Please copy out the listing below verbatim, starting with the line containing "the elephant wrinkled" and continuing through the last line of the listing, both included.

---- MATERIAL SHOWN

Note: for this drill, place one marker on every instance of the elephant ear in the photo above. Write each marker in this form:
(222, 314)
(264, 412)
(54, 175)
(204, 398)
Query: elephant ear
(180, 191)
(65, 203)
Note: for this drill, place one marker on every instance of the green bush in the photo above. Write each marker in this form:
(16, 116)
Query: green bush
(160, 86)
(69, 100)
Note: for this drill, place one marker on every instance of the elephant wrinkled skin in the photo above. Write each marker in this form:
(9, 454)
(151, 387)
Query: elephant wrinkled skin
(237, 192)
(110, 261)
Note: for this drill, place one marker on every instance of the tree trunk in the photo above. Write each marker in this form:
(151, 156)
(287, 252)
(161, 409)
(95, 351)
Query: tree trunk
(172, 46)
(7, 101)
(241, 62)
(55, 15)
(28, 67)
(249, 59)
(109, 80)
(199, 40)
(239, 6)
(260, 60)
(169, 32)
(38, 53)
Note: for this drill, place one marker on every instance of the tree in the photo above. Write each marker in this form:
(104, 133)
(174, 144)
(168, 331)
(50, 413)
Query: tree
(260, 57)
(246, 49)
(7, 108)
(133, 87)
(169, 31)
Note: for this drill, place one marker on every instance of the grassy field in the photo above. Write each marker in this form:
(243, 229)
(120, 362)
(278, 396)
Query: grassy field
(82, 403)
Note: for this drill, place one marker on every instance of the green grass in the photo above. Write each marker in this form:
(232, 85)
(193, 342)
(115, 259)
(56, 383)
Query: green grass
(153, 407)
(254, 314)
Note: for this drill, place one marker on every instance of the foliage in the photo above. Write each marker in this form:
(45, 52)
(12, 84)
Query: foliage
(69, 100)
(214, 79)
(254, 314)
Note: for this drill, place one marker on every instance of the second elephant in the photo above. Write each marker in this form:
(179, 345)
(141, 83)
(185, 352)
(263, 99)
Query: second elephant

--------

▸ TASK RESPONSE:
Note: for this drill, place one marker on every instance of the elephant wrinkled skin in the photo above. Write each marker in this form:
(9, 454)
(151, 387)
Query: elephant wrinkled skin
(237, 192)
(110, 261)
Note: for this drill, place one marker on every instance of the tree trunk in the photo above. Write each marker in this form:
(151, 156)
(287, 252)
(161, 409)
(95, 351)
Query: tree trunk
(172, 46)
(7, 101)
(241, 62)
(55, 15)
(28, 67)
(249, 59)
(109, 80)
(199, 40)
(239, 6)
(260, 60)
(169, 32)
(38, 53)
Note: for this drill, place one marker on every instance of the tree in the photo above. Write each marker in this form:
(104, 133)
(174, 144)
(168, 331)
(50, 413)
Query: tree
(260, 57)
(246, 49)
(7, 108)
(133, 87)
(169, 31)
Note: for this drill, place one marker on every instance of the grassy field in the photo above. Write each marker in this form:
(243, 229)
(120, 362)
(278, 396)
Query: grassy field
(82, 403)
Note: for this drill, place one marker on every instance of the green grass in the photo above. Write each marker in this form:
(232, 85)
(193, 342)
(115, 259)
(56, 383)
Query: green grass
(153, 407)
(254, 314)
Note: for this drill, place one marker on every instance of the foliage in the photo above. Write each marker in this form:
(45, 52)
(12, 84)
Query: foliage
(69, 100)
(214, 79)
(254, 314)
Note: for this drill, place one marker on every instance of the second elephant in the photo above. Write each marker in this form:
(179, 345)
(141, 83)
(185, 352)
(263, 99)
Query: second elephant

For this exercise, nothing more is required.